— What the task asks —
The records below are to be set down again exactly, with the pictures left out.

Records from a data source
□ □ □

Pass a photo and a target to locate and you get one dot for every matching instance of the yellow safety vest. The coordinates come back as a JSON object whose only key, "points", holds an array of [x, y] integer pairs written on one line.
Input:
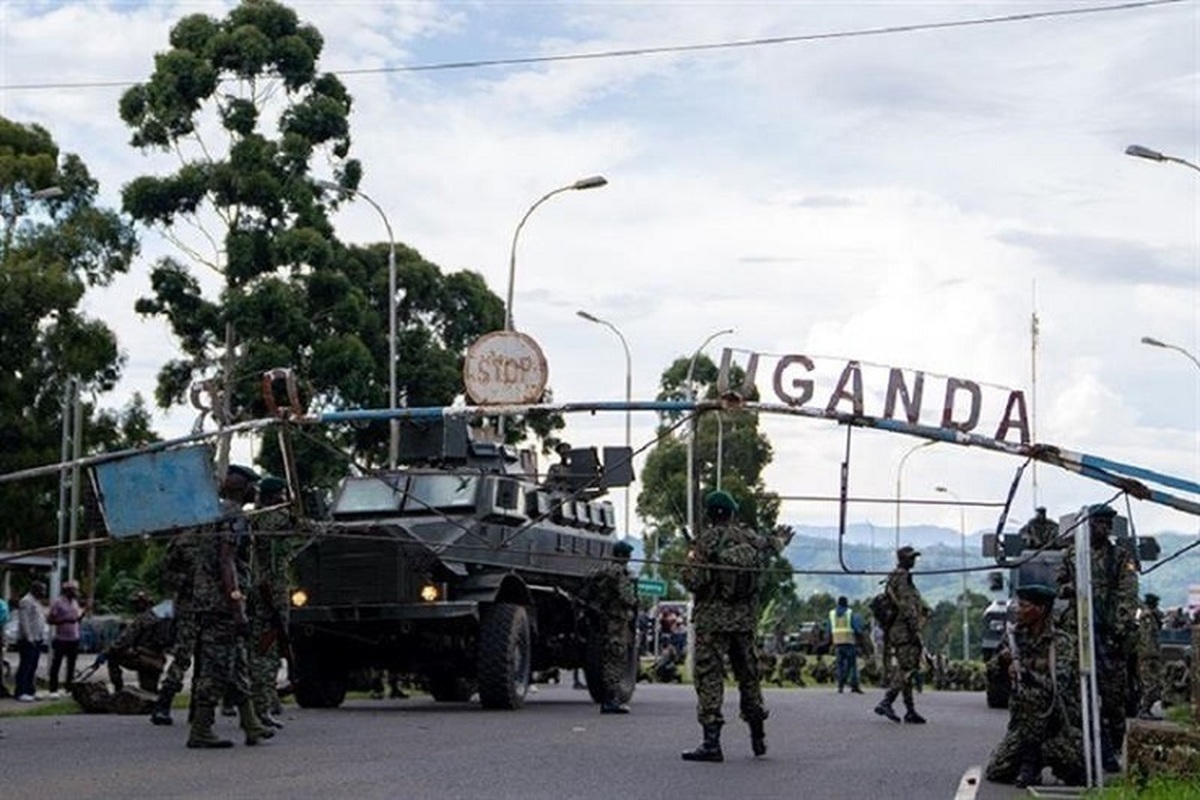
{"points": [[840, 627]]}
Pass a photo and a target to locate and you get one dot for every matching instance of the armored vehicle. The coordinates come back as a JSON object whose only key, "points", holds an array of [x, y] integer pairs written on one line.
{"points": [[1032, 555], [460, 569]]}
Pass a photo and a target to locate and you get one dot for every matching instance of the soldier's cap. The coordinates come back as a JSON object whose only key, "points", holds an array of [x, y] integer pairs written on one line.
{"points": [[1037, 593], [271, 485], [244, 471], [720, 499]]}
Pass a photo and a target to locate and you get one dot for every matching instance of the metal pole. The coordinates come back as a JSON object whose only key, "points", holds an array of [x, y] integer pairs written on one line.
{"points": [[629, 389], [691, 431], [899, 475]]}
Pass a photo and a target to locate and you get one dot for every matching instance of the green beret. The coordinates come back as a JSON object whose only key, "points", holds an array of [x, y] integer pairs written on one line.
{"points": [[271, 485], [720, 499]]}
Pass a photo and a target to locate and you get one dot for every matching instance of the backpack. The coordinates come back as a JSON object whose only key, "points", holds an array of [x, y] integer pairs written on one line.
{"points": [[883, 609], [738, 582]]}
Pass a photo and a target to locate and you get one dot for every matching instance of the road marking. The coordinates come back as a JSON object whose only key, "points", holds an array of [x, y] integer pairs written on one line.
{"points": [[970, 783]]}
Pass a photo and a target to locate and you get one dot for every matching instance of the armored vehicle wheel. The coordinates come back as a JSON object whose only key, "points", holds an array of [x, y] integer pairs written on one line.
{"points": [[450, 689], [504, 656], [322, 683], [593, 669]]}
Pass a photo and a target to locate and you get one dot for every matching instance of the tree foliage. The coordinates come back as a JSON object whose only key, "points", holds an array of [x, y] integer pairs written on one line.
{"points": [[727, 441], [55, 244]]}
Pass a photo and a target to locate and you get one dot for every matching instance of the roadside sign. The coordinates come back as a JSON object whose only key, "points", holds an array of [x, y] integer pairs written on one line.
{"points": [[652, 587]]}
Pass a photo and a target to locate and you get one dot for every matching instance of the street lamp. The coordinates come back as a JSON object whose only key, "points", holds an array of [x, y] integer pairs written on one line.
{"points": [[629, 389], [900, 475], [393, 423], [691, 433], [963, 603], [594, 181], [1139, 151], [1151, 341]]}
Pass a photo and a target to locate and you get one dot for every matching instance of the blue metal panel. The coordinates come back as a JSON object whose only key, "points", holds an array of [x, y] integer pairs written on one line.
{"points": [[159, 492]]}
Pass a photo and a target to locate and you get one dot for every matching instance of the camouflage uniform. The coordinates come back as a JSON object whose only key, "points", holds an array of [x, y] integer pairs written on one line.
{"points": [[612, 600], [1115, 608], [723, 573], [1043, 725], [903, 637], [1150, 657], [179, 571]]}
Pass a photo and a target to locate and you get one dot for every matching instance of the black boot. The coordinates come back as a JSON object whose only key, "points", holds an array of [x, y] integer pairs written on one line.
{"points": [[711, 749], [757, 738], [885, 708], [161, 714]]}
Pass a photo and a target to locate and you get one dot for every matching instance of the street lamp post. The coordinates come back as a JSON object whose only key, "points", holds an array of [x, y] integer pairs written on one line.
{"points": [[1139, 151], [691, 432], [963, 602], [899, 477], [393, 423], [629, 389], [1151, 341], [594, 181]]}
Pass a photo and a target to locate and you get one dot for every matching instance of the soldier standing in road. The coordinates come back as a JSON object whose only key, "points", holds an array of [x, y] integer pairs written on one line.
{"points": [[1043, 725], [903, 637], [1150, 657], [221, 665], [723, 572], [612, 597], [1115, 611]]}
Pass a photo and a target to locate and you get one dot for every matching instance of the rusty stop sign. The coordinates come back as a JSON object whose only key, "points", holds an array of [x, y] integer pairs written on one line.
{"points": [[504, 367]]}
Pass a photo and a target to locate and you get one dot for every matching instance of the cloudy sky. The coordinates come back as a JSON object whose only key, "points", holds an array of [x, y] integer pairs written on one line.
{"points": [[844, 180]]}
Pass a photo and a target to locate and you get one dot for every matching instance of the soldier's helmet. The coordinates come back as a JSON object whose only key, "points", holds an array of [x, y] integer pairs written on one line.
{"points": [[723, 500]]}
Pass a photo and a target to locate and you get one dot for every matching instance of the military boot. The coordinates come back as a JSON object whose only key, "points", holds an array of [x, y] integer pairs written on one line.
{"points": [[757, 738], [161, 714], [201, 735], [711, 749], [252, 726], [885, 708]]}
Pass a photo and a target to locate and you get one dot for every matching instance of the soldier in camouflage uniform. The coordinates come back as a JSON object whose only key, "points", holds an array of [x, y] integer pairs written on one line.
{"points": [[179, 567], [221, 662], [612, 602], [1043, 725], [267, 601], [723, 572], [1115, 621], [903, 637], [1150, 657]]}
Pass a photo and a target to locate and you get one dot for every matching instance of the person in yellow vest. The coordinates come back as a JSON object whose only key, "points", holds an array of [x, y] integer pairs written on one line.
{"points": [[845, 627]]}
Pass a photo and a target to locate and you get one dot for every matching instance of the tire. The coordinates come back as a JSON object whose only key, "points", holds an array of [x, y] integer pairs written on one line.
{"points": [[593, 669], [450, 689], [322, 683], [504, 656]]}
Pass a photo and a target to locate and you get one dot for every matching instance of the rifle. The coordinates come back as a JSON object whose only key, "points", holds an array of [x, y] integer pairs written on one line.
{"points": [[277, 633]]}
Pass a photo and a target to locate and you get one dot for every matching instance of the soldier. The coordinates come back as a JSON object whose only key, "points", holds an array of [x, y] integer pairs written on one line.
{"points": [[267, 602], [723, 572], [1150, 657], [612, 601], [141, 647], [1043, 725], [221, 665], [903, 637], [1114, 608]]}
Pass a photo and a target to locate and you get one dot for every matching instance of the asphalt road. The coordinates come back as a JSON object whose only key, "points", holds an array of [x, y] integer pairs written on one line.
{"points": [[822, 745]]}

□ □ □

— Expected output —
Pass a photo and a target to locate and you get one dot for every matching instance of the yellow safety vest. The coordinates come back as a JSON object whose only key, "points", holds an array of [x, y] integer pairs written on one line.
Input:
{"points": [[840, 627]]}
Pass a photo and a target to locate and you get one dot for every matching instance of the armored vehicle. The coordinates come back as a JSON object whose only key, "points", holds an array of [x, y] integer pairs written on one line.
{"points": [[1032, 555], [460, 569]]}
Pass a photo and a target to locate and you get one dot for every matching instance of the soldier's cap. The coordinates come back as a JSON object whose only key, "points", holds an array of [x, y] integer pairs written on one line.
{"points": [[1037, 593], [271, 485], [244, 471], [720, 499]]}
Pass a photo and a target to locate and you get one dot for every matching instance of the metal pole. The coordinates come back as a JSON object whose only key, "points", holds an array of [x, y] integer pairs written on one line.
{"points": [[629, 389], [691, 431], [899, 475]]}
Pass a photo and a target to locate and you get one dot for every matching instance of the green beret. The coordinates come back as a JSON object whose only key, "points", holds an array of [x, y] integer pairs written on one line.
{"points": [[271, 485], [720, 499]]}
Pass a photo and a target to locate and you get one dot for every matching instance of the backpack. The coordinates come back as a JSON object whose only key, "points", holds an array of [x, y] integer pairs written on one line.
{"points": [[883, 609], [738, 582]]}
Pass a photo and a target to locate and you get one dot for every matching instance of the road marking. The coordinates come back as a JSON object whose only key, "points", holds an array of [x, y] integer pairs written on one line.
{"points": [[970, 783]]}
Pass a photo and a target to locate and you get one dot for every matching instance of the armored vehicle wheel. The coordinates come back as a JSON object whose only key, "points", holds an array of [x, y] integer pairs written on one line.
{"points": [[450, 689], [504, 656], [322, 683], [593, 669]]}
Pass a photo and a target to locate and you get one dot for every matching instance of the tree foliage. The coordinates come back as a JSON object whose only key, "points", holds an array of [x, y] integer pairs written on one line.
{"points": [[727, 441], [55, 244]]}
Pass a photo and a target to locate and you get one dot for every matching instance of the roadside sign. The coordinates come back as a JSON object whose only key, "points", holds an array of [x, y] integer pairs written on one line.
{"points": [[652, 587]]}
Pass a photo and a target to locate and you get one dot for every matching instance of the street lamp. The coordinates come back as a JSON object whose only key, "points", holds an array of [x, y] integer pairs written on one line.
{"points": [[629, 389], [900, 475], [393, 423], [691, 433], [963, 603], [594, 181], [1139, 151], [1151, 341]]}
Pass a photo and a target to locate and you get one dot for every matching instance of the blue metal panel. The coordinates come back as a JSON object whose only key, "points", holds an array of [x, y] integer pairs written on one line.
{"points": [[159, 492]]}
Pass a photo and a target to locate and you get one dot for every matching instance of the camouflage uniform. The coordinates come back as a JSON object whose only key, "points", holds an array of [x, y] integer pairs written on one line.
{"points": [[612, 600], [1115, 608], [723, 573], [1043, 725], [903, 637], [1150, 657], [179, 571]]}
Pass a photo and a target to locate and you get one dot for every matching instance of the black boot. The coordinates come back as a JSON object whose only key, "points", holds an array of [x, y] integer pairs written on one line.
{"points": [[711, 749], [757, 738], [885, 708], [161, 714]]}
Pass a photo and a target to locate and you get one dot for every matching instance of the street lamp post. The coordinates come back as a JSON object whose only key, "points", holds an array of [x, y] integer pairs written on one line.
{"points": [[1139, 151], [691, 432], [963, 602], [899, 477], [393, 423], [629, 389], [1151, 341], [594, 181]]}
Pass a photo and a target to locate and you get one dot for every matching instance of the soldier standing in road. The coordinates come back as a JSON object whose only key, "points", holds an array of [x, y] integer pairs written on one line.
{"points": [[1043, 725], [903, 637], [1150, 657], [221, 665], [723, 572], [612, 597], [1115, 611]]}
Pass a photo and a target to locate and you get one dot for every matching instance of the rusty stop sign. The coordinates come back as a JSON object whose only key, "points", holds an array of [x, y] integer pairs written on one line.
{"points": [[504, 367]]}
Pass a photo and a target to locate and you get one dot for every matching instance of the cloudy sky. The coordinates come back as a JSON object whose only key, "points", holds an array of [x, y] integer pairs written on one line.
{"points": [[844, 180]]}
Pass a photo and a target to locate and you get one dot for every matching instance of the soldier's helmet. The coordinates come back as a JSON object whose only key, "points", holds an array of [x, y] integer pairs written on one line.
{"points": [[723, 500]]}
Pass a photo and a target to locate and you get one dot for every matching instance of the military boot. The coordinates come back as a JSON object whose only key, "points", holds an array of [x, y] integer pairs written on one line.
{"points": [[757, 738], [161, 714], [201, 735], [711, 749], [252, 726], [885, 708]]}
Pass a photo and a target to locate and you get one dot for every matching instance of the soldier in camouflage uniform. The coordinates come back as a JSON object whose only key, "points", holds an array of [x, y] integer pairs written on one line.
{"points": [[179, 567], [221, 662], [612, 602], [1043, 725], [267, 601], [723, 572], [1115, 621], [903, 637], [1150, 657]]}
Pass a photo and a target to locate and you get one dot for every matching instance of the person in yellow vest. The coordinates come back as a JSON object whose only key, "points", holds an array of [x, y] integer pairs written on one line.
{"points": [[845, 627]]}
Pass a photo and a target to locate and you get one dot for every matching instance of the tire. The coordinates come back as a JSON object whose only key, "points", holds an array of [x, y] integer pairs written on one line.
{"points": [[593, 669], [450, 689], [322, 683], [504, 656]]}
Pass a photo and a target to locate and you get one dot for every matching instance of the rifle. The coordinates come back as a JSON object whose only key, "points", holds an array of [x, y] integer pairs written on one line.
{"points": [[277, 633]]}
Pass a photo and a target to locate and you get one dot for every matching instance of the soldier. The coordinates come back as a JSON object whose only key, "points", holds an array of [x, y] integer pairs written on one line.
{"points": [[267, 602], [723, 572], [1150, 657], [612, 601], [141, 647], [1043, 725], [221, 665], [903, 637], [1114, 608]]}
Pass a photo and a target to locate and you get one dot for every matching instance of the asphalt road. The coordinates come back as a JSON object whose only key, "points", holds an array of [x, y] integer pairs written on one line.
{"points": [[822, 745]]}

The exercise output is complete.